**PROBLEM DETAILS**
Your answer must be an exact copy of all the entries.

PROVIDED RECORDS Block Start

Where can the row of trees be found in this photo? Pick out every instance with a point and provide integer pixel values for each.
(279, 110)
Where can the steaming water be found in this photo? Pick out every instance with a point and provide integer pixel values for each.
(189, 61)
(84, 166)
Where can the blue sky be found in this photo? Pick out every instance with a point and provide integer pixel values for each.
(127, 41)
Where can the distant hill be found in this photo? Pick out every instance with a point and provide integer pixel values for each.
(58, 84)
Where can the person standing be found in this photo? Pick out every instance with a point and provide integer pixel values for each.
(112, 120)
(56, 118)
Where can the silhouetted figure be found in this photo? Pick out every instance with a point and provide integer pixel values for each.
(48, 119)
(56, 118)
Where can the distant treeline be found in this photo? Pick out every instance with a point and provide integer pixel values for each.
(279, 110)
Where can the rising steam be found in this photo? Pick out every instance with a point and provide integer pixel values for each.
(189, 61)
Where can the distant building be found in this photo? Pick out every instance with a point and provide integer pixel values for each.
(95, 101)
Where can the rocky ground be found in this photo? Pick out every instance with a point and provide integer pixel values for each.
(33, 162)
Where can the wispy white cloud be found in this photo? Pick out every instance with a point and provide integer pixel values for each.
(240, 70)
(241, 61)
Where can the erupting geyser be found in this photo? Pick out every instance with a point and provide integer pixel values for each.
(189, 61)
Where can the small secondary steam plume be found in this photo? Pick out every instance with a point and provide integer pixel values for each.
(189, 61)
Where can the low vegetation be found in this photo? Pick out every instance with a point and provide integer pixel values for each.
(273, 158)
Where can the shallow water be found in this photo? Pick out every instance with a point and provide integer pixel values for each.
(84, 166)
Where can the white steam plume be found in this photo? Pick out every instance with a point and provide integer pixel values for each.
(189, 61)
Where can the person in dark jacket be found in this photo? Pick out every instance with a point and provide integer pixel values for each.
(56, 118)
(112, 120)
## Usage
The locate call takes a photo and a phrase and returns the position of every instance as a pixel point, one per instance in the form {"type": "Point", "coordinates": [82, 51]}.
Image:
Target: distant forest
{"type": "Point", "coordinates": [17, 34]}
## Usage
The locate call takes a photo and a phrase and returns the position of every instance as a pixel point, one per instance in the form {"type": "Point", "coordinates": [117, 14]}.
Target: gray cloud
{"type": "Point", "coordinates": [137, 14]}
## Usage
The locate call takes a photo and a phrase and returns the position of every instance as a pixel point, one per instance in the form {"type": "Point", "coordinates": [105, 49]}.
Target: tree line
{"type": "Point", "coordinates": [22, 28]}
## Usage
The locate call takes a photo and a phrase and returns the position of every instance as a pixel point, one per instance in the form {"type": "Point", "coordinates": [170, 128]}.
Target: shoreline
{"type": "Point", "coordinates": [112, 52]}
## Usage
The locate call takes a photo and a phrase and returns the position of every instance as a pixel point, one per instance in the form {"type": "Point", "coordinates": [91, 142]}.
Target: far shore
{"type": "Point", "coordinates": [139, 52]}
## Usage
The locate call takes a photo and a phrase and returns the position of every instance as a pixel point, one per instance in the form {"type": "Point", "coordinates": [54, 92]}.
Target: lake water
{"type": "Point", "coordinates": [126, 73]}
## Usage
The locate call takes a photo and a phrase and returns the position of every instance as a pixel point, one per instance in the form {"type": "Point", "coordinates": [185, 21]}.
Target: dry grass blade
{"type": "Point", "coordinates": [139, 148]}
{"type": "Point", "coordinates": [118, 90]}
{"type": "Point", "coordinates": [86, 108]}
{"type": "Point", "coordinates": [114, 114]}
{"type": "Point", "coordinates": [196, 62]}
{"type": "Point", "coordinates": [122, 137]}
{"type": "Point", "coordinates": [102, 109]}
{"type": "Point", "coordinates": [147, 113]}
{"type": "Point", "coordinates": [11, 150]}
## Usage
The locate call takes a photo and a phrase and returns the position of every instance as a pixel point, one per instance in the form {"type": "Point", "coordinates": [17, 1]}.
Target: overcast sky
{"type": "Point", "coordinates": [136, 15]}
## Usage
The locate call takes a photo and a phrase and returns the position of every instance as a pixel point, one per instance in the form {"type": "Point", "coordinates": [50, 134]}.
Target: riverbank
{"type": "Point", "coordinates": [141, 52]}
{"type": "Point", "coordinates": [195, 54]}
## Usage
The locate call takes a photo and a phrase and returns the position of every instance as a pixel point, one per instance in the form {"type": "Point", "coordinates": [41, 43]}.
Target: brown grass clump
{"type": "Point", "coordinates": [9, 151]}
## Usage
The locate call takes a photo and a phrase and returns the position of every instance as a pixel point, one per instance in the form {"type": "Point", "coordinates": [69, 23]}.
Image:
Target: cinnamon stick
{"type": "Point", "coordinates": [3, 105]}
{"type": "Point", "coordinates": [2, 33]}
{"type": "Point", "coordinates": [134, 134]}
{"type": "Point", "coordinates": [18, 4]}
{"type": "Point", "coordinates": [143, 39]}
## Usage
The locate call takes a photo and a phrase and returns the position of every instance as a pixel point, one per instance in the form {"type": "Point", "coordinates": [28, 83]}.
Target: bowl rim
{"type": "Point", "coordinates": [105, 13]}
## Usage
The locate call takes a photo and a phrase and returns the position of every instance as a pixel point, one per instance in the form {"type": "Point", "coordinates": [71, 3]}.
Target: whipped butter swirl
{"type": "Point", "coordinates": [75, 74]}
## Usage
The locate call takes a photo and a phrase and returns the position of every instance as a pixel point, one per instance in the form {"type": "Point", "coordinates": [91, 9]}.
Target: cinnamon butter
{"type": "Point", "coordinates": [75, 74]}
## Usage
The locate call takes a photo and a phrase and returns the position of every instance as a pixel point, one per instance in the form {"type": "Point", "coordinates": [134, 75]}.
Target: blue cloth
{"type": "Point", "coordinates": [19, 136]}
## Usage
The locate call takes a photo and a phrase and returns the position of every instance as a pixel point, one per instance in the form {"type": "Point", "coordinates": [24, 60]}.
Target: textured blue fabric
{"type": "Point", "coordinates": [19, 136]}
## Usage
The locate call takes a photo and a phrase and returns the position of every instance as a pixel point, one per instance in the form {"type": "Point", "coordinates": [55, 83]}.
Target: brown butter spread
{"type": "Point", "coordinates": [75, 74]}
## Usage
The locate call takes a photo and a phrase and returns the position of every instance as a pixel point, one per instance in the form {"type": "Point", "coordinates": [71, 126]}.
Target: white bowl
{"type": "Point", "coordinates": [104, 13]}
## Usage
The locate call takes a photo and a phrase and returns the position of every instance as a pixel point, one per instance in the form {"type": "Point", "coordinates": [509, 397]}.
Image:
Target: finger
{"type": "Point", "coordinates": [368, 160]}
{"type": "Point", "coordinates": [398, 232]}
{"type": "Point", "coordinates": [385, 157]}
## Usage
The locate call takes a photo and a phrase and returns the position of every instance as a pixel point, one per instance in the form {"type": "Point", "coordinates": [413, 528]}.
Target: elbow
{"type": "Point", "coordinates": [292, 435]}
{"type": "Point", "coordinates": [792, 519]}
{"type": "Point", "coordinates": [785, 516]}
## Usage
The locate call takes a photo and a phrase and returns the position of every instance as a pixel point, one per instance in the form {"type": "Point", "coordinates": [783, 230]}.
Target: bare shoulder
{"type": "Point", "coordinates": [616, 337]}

PROVIDED RECORDS Block End

**RESPONSE**
Where can the row of trees be found in this photo? Pick out every instance with a point and provide integer pixel values for each.
(279, 110)
Where can the steaming water be found in this photo? Pick out every instance with a point and provide integer pixel values for each.
(189, 61)
(84, 166)
Where can the blue sky be found in this photo? Pick out every instance with a point and provide integer pixel values for each.
(127, 41)
Where can the distant hill be found in this photo? Pick out every instance with a point and provide integer pixel values for each.
(58, 84)
Where can the person standing be found in this photo? Pick out every instance with a point and provide integer pixel values for each.
(112, 120)
(56, 118)
Where can the silhouetted figure be found in this photo? Pick out every instance with a point and provide integer pixel values for each.
(48, 119)
(56, 118)
Where can the distant treeline be found in this photo? Pick out every instance with a point and provide integer pixel values for each.
(279, 110)
Where can the rising steam be found in this photo? Pick out every instance with a point and provide integer pixel values for each.
(189, 61)
Where can the distant building be found in this photo? Pick out every instance with a point and provide integer pixel values for each.
(95, 101)
Where can the rocky ground be found in this photo? Pick out every instance with a point and provide integer pixel values for each.
(33, 162)
Where can the wispy white cloud be found in this photo? Pick out every instance with a point and provide integer pixel values for each.
(240, 70)
(241, 61)
Where can the erupting geyser be found in this photo? Pick out every instance with a point and provide integer pixel values for each.
(189, 61)
Where can the small secondary steam plume be found in this photo? Pick out every instance with a point and provide integer pixel values for each.
(189, 61)
Where can the low vegetation be found in this photo? Pick out every instance with a point and provide integer pixel values for each.
(273, 158)
Where can the shallow water be found in this photo? Pick out every instance with a point and provide integer pixel values for each.
(84, 166)
Where can the white steam plume be found in this photo? Pick out every instance with a point and provide integer pixel values for each.
(189, 61)
Where can the person in dark jacket be found in this photo? Pick out every instance with a point and provide integer pixel values for each.
(56, 118)
(112, 120)
## Usage
The locate call takes a photo and a phrase and returns the position of every instance as a pixel point, one per instance in the form {"type": "Point", "coordinates": [82, 51]}.
Image:
Target: distant forest
{"type": "Point", "coordinates": [17, 34]}
## Usage
The locate call takes a photo and a phrase and returns the position of every instance as a pixel point, one per instance in the form {"type": "Point", "coordinates": [117, 14]}.
Target: gray cloud
{"type": "Point", "coordinates": [137, 14]}
## Usage
The locate call takes a photo and a phrase and returns the position of every instance as a pixel point, one per instance in the form {"type": "Point", "coordinates": [105, 49]}.
Target: tree line
{"type": "Point", "coordinates": [22, 28]}
## Usage
The locate call takes a photo and a phrase and returns the position of every instance as a pixel point, one per instance in the form {"type": "Point", "coordinates": [170, 128]}.
Target: shoreline
{"type": "Point", "coordinates": [112, 52]}
## Usage
The locate call takes a photo and a phrase and returns the position of every instance as a pixel point, one per instance in the form {"type": "Point", "coordinates": [91, 142]}.
Target: far shore
{"type": "Point", "coordinates": [139, 52]}
## Usage
The locate call takes a photo and a phrase and returns the position of every instance as a pixel point, one per instance in the form {"type": "Point", "coordinates": [54, 92]}.
Target: lake water
{"type": "Point", "coordinates": [126, 73]}
## Usage
The locate call takes a photo and a phrase and returns the position of every instance as a pixel point, one per instance in the form {"type": "Point", "coordinates": [185, 21]}.
Target: dry grass blade
{"type": "Point", "coordinates": [139, 148]}
{"type": "Point", "coordinates": [118, 90]}
{"type": "Point", "coordinates": [86, 108]}
{"type": "Point", "coordinates": [114, 114]}
{"type": "Point", "coordinates": [196, 62]}
{"type": "Point", "coordinates": [122, 137]}
{"type": "Point", "coordinates": [102, 109]}
{"type": "Point", "coordinates": [147, 113]}
{"type": "Point", "coordinates": [11, 150]}
## Usage
The locate call takes a photo and a phrase and returns the position of every instance as a pixel point, one per instance in the form {"type": "Point", "coordinates": [17, 1]}.
Target: overcast sky
{"type": "Point", "coordinates": [136, 15]}
## Usage
The locate call takes a photo and a phrase and returns the position of every instance as a pixel point, one per instance in the form {"type": "Point", "coordinates": [50, 134]}.
Target: riverbank
{"type": "Point", "coordinates": [141, 52]}
{"type": "Point", "coordinates": [195, 54]}
## Usage
The locate call takes a photo and a phrase and returns the position of every instance as a pixel point, one per instance in the form {"type": "Point", "coordinates": [41, 43]}.
Target: brown grass clump
{"type": "Point", "coordinates": [9, 151]}
## Usage
The locate call takes a photo and a phrase and returns the position of every instance as a pixel point, one per instance in the form {"type": "Point", "coordinates": [69, 23]}.
Image:
Target: cinnamon stick
{"type": "Point", "coordinates": [3, 105]}
{"type": "Point", "coordinates": [2, 33]}
{"type": "Point", "coordinates": [134, 134]}
{"type": "Point", "coordinates": [18, 4]}
{"type": "Point", "coordinates": [143, 39]}
## Usage
The locate call takes a photo and a phrase and returns the position of every instance as a pixel point, one per instance in the form {"type": "Point", "coordinates": [28, 83]}.
Target: bowl rim
{"type": "Point", "coordinates": [105, 13]}
## Usage
The locate call takes a photo and a phrase and returns the position of every instance as a pixel point, one per instance in the form {"type": "Point", "coordinates": [71, 3]}.
Target: whipped butter swirl
{"type": "Point", "coordinates": [75, 74]}
## Usage
The locate call takes a photo and a phrase and returns the position of every instance as a pixel point, one per instance in the form {"type": "Point", "coordinates": [91, 9]}.
Target: cinnamon butter
{"type": "Point", "coordinates": [75, 74]}
## Usage
The locate call takes a photo and a phrase and returns the position of every instance as a pixel point, one per instance in the form {"type": "Point", "coordinates": [134, 75]}.
Target: blue cloth
{"type": "Point", "coordinates": [19, 136]}
## Usage
The locate call takes a photo and a phrase and returns the position of every instance as a pixel point, one per instance in the form {"type": "Point", "coordinates": [24, 60]}.
Target: textured blue fabric
{"type": "Point", "coordinates": [19, 136]}
## Usage
The locate call takes a photo and a phrase and returns the position of every instance as a pixel point, one per instance in the form {"type": "Point", "coordinates": [55, 83]}.
Target: brown butter spread
{"type": "Point", "coordinates": [75, 74]}
## Usage
The locate call takes a photo and a phrase and returns the position of every instance as a pixel point, one per instance in the form {"type": "Point", "coordinates": [71, 126]}.
Target: white bowl
{"type": "Point", "coordinates": [104, 13]}
## Usage
The locate call takes a photo and a phrase and returns the position of every instance as a pixel point, one per instance in the form {"type": "Point", "coordinates": [509, 397]}.
Image:
Target: finger
{"type": "Point", "coordinates": [368, 160]}
{"type": "Point", "coordinates": [398, 232]}
{"type": "Point", "coordinates": [385, 157]}
## Usage
The locate call takes a photo and a phrase and returns the position of every instance as a pixel point, one per instance in the form {"type": "Point", "coordinates": [413, 528]}.
Target: elbow
{"type": "Point", "coordinates": [292, 435]}
{"type": "Point", "coordinates": [792, 519]}
{"type": "Point", "coordinates": [785, 516]}
## Usage
The locate call takes a photo and a phrase and returns the position of every instance as a pixel point, one per instance in the form {"type": "Point", "coordinates": [783, 230]}.
Target: bare shoulder
{"type": "Point", "coordinates": [616, 337]}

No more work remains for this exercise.